:: Text to read ::
::::::::::

The ever-depressing Samantha Power (author of this must-read book on genocide) has an opinion piece in today's NY Times (registration required, but there is NO NON-PARANOID REASON not to register) about what's going on right now in Sudan:
The horrors in the Darfur region of Sudan are not "like" Rwanda, any more than those in Rwanda were "like" those ordered by Hitler. The Arab-dominated government in Khartoum has armed nomadic Arab herdsmen, or Janjaweed, against rival African tribes. The government is using aerial bombardment to strafe villages and terrorize civilians into flight. And it is denying humanitarian access to some 700,000 people who are trapped in Darfur.

The Arab Muslim marauders and their government sponsors do not yet seem intent on exterminating every last African Muslim in their midst. But they do seem determined to wipe out black life in the region. The only difference between Rwanda and Darfur, said Mukesh Kapila, the former United Nations' humanitarian coordinator for Sudan, "is the numbers of dead, murdered, tortured, raped."
The BBC is now reporting that the UN has started a 10-day mission, which appears to consist of interviewing refugees and politely asking the government to admit inspectors.

::::::::::

:: Given records ::
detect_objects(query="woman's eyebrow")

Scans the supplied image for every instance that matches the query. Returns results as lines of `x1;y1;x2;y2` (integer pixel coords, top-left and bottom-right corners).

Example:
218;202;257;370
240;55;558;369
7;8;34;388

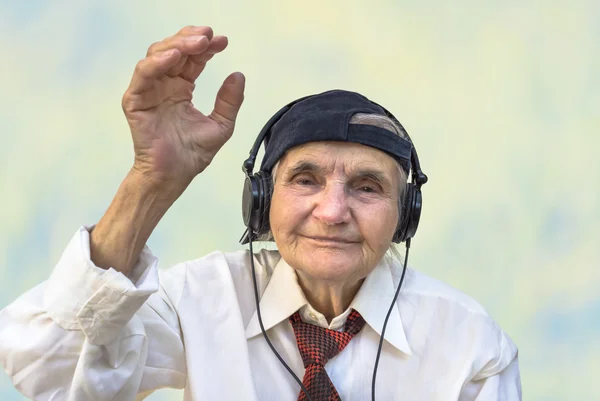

::::::::::

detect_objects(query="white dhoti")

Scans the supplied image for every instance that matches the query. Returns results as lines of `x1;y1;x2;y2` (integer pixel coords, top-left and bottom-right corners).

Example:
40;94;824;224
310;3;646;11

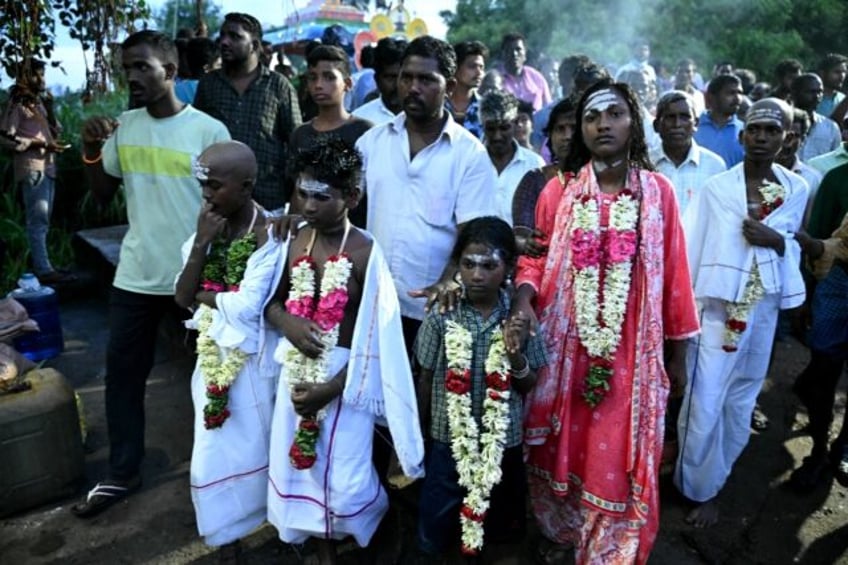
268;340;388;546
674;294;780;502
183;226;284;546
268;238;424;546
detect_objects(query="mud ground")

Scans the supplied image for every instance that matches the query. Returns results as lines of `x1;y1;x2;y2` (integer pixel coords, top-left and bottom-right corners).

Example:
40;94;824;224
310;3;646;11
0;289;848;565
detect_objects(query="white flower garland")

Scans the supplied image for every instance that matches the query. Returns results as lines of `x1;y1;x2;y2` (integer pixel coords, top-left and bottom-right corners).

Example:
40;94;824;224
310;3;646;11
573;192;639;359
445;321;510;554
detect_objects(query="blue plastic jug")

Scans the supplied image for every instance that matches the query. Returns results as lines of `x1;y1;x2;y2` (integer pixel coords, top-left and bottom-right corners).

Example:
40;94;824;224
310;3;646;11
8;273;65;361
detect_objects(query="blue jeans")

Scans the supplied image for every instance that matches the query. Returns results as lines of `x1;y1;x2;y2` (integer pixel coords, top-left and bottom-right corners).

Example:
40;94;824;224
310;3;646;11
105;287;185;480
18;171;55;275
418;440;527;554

::::::::::

:: Directions ::
A. Drawing on the text about Darfur, explain how the government in Khartoum is driving civilians out of their villages, in one to three sentences.
B. Pick up the text about Darfur after its final sentence, the one on the UN's 10-day mission, and carry it forward.

:: Answer set ::
A. The Arab-dominated government has armed nomadic Arab herdsmen, the Janjaweed, against rival African tribes. It also uses aerial bombardment to strafe villages and terrorize civilians into flight.

B.
Like Rwanda, this would seem to be a case where the UN, or NATO, or somebody should step up and violate sovereignty norms in pursuit of the greater goal of preventing genocide. I wonder if this is more or less likely in the wake of last year's international arguments about multilateralism, collective security, and the rights of Muslim countries. I'm not too optimistic.

UPDATE: For the Ride... has some readings on genocide 10 years after Rwanda, including a quote (and link) from a piece harshly critical of Samantha Power for her advocacy of "ventur[ing] abroad in search of monsters to destroy." Worth a look.

UPDATE: Explananda says Sudan is a great opportunity for European opponents of Gulf War II to show they're not just wimpy, hand-waving, fair-weather human rights advocates.